Return every entry below without altering a word.

-*-*-

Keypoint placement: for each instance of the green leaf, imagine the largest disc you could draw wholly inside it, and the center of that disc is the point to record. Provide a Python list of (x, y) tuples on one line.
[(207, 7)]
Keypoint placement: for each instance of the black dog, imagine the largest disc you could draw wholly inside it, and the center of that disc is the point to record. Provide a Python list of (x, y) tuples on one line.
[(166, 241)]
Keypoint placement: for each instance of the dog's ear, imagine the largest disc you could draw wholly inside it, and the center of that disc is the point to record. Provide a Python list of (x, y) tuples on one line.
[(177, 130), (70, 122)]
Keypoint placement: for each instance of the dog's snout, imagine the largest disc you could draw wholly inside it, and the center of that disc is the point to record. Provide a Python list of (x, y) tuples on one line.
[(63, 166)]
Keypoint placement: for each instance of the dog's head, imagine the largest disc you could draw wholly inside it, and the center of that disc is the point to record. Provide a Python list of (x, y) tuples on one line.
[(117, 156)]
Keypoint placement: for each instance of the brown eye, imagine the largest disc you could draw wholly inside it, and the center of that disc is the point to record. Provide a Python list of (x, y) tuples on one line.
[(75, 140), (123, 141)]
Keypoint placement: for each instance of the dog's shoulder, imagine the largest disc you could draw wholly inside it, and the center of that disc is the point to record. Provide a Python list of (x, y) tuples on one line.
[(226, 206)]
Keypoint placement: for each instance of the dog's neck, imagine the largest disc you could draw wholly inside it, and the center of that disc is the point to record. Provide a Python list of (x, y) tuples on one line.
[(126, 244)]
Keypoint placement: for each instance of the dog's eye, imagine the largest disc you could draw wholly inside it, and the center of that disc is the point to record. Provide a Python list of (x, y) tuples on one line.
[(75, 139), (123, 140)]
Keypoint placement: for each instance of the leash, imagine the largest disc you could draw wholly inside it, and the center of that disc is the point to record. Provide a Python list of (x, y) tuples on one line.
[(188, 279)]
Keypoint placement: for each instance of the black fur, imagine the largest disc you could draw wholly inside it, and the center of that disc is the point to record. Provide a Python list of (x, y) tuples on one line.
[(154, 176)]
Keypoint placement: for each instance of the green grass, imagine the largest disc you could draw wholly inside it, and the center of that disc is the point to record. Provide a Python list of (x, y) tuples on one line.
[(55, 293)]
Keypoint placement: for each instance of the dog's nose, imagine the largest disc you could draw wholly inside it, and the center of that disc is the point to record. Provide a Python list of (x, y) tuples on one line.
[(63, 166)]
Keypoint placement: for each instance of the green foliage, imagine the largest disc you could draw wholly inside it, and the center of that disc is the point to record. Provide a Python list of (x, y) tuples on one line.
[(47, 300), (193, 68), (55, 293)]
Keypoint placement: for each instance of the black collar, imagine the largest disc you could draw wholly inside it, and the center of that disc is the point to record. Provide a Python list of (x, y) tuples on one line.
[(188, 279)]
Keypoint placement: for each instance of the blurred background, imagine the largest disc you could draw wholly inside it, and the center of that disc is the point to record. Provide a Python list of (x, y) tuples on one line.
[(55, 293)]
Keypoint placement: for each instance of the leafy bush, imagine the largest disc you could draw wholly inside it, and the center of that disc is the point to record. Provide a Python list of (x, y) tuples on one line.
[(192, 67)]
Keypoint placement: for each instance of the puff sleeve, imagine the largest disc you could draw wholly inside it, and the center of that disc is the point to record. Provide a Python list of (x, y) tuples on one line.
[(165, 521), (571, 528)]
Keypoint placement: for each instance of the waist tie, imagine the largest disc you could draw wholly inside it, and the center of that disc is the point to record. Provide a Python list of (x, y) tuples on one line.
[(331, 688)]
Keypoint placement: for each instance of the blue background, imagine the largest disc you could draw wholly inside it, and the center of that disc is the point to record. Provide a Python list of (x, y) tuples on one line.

-*-*-

**SOLUTION TO THE EXERCISE:**
Keypoint placement: for each instance of the green leaf, imagine the largest disc you could draw wholly inside it, and the center of that disc is the point to record. Provide a Python list of (x, y) tuples on one line.
[(207, 7)]
Keypoint placement: for each instance of the black dog, imagine the largest disc you could draw wholly inside it, and the center of that disc is the point to record. Provide a Python list of (x, y) tuples on one line.
[(166, 241)]
Keypoint placement: for each instance of the dog's ear, imagine the largest disc you could draw wholly inside it, and the center of that disc is the point to record. Provide a Python list of (x, y) tuples on one line.
[(177, 130), (70, 122)]
Keypoint placement: for each instance of the dog's snout, imagine the largest disc you could draw wholly inside it, and the center of that disc is the point to record. Provide a Python list of (x, y) tuples on one line.
[(63, 166)]
Keypoint placement: for each instance of the dog's head, imagine the largest disc you could draw wholly inside it, and the center of that disc is the point to record. Provide a Python list of (x, y) tuples on one line.
[(117, 156)]
Keypoint placement: for each instance of the brown eye, imagine the largest disc you could draw wholly inside it, and the center of that disc is the point to record. Provide a Python list of (x, y) tuples on one line.
[(75, 140), (123, 141)]
Keypoint placement: for each instance of the dog's shoulder, imagine the largest disc you could draw wholly inside it, and the center of that disc is the point to record. Provide a Python list of (x, y) tuples on one line.
[(226, 206)]
Keypoint placement: for each instance of the dog's neck, imagine the largest disc you could draw wholly inside it, and the center of that disc is the point to record. Provide a Python list of (x, y) tuples on one line.
[(126, 244)]
Keypoint placement: for each instance of the dog's eye, imagine the largest disc you could draw wholly inside it, and the center of that disc is the point to record. Provide a Python list of (x, y) tuples on one line.
[(75, 139), (123, 140)]
Keypoint placement: for each instance of the leash, imagine the largest disc you could draw wholly inside it, and the center of that disc is the point to record. Provide a Python list of (x, y) tuples on one line.
[(188, 279)]
Keypoint placement: for each instance of the black fur, imagine the largest disc you could draw wholly inside it, and the center of that disc is the point to record. Provide a Python list of (x, y) tuples on one line.
[(154, 176)]
Keypoint placement: for each instance of the green grass, imagine the largest disc you could draw wholly inside it, and the center of that disc is the point to record. Provide a Python list of (x, y) tuples on one line.
[(55, 293)]
Keypoint placement: for each instance of the dog's nose, imagine the largest disc you could draw wholly inside it, and the center of that disc is the point to record. Provide a Python list of (x, y) tuples on one line.
[(63, 166)]
Keypoint placement: for each instance of the green foliage, imagine the largest disc you could draw wholly inside it, and the center of that disc is the point to record. Provide a Python list of (x, y) tuples on one line.
[(47, 300), (193, 68), (55, 293)]
Keypoint placement: for each instance of the black collar, imagine the largest disc you could draw wholly inside it, and the center of that disc is the point to record. Provide a Python list of (x, y) tuples on one line.
[(188, 279)]
Keypoint placement: for each instance of the blurred background, imagine the largest disc you could draw wholly inside it, and the center of that disc is the point to record. Provide a Python list of (x, y) tuples on one line.
[(55, 293)]
Keypoint placement: for each instance of the leafy bush, imagine the largest disc you could draw wholly inside it, and the center of that disc is the point to record. Provide a Python list of (x, y) tuples on one line.
[(192, 67)]
Keypoint placement: for each instance of the puff sleeve, imagine the largest disc you could draw wholly inside it, and the center of that disc is the point to record. Provide a Python list of (x, y) tuples on one line.
[(165, 521), (571, 528)]
Keypoint placement: for each instance of the waist tie, imagine the largest disc you could draw wholly inside it, and the center of that disc is the point to record. Provide a Python list of (x, y) tuples on one line.
[(331, 688)]
Keypoint placement: for each instance of the blue background, imagine the largest disc you could draw wholly inside it, and the center of that disc is the point to record. Provide a Python list of (x, y) tuples on one line.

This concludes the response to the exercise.